Saved entries

=== Section Start ===

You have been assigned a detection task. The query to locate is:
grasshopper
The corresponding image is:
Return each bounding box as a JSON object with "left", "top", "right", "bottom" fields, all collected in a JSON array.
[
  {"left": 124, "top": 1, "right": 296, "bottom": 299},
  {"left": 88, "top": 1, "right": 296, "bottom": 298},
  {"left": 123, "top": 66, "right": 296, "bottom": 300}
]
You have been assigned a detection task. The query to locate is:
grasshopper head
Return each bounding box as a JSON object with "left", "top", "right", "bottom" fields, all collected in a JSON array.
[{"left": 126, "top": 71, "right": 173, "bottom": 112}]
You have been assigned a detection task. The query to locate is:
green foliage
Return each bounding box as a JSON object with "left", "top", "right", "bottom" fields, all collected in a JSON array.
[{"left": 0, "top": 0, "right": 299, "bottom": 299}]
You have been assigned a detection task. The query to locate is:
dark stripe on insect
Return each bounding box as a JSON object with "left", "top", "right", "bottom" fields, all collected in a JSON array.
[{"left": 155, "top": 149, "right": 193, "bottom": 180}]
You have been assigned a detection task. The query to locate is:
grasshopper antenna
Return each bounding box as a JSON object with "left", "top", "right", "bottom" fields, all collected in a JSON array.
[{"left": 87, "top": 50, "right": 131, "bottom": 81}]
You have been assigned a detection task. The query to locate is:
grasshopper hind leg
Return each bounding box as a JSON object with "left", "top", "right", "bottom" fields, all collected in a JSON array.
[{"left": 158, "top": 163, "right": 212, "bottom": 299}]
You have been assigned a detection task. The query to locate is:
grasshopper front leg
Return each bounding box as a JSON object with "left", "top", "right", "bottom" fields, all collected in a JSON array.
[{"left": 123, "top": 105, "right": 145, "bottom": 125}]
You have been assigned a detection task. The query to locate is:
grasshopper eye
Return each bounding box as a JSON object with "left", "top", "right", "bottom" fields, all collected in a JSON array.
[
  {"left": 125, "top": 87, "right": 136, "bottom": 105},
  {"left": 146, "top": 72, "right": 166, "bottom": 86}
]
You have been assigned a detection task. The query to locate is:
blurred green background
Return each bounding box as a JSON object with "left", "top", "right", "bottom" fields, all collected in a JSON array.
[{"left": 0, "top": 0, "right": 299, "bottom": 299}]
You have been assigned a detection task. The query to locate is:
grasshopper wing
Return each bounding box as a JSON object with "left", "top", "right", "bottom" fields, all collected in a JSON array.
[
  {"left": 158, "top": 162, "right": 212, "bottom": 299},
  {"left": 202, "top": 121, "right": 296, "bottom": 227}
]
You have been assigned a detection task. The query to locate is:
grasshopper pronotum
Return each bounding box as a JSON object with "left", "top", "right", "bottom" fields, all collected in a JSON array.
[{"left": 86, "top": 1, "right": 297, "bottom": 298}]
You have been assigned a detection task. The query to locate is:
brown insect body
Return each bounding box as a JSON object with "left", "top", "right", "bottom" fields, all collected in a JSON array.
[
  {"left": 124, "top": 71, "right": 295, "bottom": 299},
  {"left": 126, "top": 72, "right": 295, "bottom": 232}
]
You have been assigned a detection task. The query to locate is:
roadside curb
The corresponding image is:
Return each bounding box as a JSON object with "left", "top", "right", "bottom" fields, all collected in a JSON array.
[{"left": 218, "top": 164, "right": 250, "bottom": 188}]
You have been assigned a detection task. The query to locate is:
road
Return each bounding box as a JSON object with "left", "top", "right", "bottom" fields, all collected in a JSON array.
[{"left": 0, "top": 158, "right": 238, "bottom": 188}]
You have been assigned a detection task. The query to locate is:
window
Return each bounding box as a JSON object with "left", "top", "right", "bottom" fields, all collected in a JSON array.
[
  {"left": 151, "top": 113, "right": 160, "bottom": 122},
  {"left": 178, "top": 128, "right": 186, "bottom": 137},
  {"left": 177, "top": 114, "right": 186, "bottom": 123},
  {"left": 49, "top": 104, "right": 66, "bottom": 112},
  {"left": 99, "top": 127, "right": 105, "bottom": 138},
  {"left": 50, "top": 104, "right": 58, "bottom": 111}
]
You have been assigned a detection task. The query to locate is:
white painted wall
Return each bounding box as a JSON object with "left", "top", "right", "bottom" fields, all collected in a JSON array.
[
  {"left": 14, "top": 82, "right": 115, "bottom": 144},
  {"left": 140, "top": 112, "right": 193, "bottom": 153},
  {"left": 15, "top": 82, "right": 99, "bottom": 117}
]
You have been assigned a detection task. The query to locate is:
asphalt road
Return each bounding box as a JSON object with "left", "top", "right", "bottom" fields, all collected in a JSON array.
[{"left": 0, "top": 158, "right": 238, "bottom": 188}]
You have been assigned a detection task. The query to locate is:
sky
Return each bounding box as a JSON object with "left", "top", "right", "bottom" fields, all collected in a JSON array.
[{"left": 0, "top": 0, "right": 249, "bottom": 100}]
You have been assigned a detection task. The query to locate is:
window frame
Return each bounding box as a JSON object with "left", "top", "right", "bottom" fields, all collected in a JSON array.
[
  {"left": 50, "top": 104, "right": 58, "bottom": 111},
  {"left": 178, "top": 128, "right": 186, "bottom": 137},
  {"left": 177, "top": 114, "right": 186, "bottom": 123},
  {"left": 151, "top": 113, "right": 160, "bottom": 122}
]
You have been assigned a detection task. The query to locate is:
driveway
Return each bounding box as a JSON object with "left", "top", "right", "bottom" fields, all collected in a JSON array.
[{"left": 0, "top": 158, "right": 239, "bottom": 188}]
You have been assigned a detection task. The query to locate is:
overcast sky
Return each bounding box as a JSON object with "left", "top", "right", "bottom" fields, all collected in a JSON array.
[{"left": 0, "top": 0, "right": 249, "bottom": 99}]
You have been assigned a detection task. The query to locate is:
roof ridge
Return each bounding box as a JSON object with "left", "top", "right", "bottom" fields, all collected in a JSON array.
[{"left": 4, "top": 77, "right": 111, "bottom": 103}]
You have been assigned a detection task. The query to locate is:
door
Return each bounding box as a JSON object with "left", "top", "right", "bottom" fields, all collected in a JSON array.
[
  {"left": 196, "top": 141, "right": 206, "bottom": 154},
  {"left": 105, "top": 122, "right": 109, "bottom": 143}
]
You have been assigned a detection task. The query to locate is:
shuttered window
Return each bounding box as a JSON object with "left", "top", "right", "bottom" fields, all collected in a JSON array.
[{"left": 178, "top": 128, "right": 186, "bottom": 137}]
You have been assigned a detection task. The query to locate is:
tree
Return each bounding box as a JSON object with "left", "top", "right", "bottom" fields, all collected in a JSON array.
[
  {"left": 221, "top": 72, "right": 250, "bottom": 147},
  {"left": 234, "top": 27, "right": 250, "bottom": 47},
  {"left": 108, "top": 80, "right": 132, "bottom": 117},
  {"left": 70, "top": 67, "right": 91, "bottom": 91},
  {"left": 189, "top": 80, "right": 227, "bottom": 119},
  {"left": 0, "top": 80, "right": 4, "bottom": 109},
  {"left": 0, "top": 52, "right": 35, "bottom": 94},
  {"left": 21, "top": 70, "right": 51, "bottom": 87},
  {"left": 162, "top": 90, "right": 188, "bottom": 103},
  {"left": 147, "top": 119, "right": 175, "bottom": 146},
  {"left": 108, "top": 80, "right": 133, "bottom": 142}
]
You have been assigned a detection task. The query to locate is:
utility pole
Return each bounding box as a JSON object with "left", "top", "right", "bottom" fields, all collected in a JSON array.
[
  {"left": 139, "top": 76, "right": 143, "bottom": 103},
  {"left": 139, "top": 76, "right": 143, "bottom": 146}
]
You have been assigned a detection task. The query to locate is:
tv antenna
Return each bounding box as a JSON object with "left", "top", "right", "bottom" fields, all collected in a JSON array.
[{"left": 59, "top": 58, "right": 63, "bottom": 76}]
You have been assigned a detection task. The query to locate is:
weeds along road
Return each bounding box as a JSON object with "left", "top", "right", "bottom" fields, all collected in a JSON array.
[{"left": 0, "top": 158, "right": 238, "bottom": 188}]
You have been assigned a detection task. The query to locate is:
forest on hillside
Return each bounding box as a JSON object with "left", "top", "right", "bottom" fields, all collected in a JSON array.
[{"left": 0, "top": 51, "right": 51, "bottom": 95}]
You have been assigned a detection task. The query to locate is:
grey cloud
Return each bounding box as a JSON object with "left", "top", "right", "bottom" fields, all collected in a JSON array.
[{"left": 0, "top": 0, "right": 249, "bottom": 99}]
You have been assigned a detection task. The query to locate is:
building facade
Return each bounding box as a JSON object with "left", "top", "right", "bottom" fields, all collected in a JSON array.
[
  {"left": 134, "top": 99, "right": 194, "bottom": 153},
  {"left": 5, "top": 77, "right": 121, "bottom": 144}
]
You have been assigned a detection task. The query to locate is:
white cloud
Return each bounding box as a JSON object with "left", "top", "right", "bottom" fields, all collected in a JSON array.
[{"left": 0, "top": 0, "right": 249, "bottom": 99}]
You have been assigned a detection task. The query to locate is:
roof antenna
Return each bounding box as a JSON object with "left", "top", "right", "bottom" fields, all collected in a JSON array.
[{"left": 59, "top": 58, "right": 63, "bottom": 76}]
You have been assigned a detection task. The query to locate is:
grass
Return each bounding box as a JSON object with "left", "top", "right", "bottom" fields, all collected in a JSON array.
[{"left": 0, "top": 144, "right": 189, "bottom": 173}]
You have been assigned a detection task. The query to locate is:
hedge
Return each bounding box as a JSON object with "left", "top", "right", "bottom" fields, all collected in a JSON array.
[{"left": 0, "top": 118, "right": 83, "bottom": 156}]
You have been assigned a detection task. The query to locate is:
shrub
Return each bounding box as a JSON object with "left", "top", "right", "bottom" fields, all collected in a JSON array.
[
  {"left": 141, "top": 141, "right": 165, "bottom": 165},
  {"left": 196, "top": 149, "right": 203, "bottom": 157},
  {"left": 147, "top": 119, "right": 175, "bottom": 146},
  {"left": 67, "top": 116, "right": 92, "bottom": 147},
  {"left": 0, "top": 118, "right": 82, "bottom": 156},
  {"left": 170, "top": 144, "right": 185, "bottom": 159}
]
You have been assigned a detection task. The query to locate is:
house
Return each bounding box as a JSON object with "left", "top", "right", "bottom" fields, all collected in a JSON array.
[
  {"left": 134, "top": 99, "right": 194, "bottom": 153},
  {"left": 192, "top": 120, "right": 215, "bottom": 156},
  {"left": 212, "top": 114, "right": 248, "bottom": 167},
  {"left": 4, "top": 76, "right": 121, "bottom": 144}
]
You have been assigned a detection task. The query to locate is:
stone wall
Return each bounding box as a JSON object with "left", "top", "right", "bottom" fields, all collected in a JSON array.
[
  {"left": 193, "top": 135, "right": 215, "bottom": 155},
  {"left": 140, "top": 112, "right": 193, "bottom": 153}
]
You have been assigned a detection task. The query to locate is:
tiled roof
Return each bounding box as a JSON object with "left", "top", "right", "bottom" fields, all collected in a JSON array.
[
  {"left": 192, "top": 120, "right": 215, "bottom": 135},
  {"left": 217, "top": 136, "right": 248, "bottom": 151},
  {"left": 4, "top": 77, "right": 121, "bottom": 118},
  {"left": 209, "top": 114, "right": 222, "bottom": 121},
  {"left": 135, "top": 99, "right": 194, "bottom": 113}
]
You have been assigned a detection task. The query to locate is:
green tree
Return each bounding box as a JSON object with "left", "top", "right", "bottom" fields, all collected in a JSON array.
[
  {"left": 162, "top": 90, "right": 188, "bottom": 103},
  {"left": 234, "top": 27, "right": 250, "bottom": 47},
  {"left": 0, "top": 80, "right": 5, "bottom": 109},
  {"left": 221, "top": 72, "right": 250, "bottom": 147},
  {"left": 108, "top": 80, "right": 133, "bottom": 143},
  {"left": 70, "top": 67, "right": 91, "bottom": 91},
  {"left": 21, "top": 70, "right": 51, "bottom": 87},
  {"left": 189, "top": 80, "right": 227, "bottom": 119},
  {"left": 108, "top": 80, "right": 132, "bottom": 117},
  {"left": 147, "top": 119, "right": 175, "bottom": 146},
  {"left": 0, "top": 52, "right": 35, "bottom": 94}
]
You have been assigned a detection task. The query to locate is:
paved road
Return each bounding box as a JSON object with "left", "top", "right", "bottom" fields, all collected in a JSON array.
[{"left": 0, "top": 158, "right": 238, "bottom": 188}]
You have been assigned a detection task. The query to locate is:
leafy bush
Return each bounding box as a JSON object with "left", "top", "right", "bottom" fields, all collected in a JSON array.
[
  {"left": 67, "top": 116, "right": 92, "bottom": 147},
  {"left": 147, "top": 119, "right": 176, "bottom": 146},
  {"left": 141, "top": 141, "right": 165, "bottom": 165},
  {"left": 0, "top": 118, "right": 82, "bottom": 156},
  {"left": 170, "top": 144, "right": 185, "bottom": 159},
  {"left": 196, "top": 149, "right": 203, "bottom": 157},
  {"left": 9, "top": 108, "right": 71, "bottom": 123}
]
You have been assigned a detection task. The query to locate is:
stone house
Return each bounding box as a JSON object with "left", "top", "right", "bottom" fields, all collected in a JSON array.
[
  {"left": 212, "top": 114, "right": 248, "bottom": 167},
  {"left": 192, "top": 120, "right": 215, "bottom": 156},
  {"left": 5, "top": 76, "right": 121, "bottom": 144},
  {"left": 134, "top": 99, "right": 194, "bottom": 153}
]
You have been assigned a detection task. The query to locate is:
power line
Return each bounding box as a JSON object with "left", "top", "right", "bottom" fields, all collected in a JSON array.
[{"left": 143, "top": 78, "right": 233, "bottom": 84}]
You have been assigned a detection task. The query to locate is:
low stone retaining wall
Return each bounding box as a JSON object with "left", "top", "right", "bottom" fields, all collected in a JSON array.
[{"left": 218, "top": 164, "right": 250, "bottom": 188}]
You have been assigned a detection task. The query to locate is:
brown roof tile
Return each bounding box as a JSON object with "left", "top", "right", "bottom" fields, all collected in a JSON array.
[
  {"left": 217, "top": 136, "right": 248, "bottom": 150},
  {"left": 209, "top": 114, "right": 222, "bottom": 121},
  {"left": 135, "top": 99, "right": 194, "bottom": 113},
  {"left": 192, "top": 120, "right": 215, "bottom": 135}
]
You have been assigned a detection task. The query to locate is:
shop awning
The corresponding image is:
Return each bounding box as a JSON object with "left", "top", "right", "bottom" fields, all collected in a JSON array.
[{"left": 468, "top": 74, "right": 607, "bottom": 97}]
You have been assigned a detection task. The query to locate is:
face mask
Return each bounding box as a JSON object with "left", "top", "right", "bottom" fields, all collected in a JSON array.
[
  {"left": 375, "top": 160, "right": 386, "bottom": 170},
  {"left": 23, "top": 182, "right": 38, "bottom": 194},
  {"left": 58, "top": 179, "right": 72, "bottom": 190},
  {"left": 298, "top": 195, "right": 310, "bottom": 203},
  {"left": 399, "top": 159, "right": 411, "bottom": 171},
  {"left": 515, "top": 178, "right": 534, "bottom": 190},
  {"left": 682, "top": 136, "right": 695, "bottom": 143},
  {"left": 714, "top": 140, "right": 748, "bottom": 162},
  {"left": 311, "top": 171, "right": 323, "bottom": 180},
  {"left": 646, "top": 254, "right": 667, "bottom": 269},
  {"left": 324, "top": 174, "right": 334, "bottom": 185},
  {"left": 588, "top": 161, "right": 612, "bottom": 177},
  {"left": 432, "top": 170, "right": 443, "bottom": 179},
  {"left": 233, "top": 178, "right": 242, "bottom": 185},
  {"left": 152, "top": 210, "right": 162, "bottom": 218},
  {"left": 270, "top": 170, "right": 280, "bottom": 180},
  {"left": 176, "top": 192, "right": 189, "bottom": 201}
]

=== Section End ===

▸ Task details
Work through the data above and give the number of lines in which "grasshopper" appears; add nothing else.

▸ Answer to the exercise
8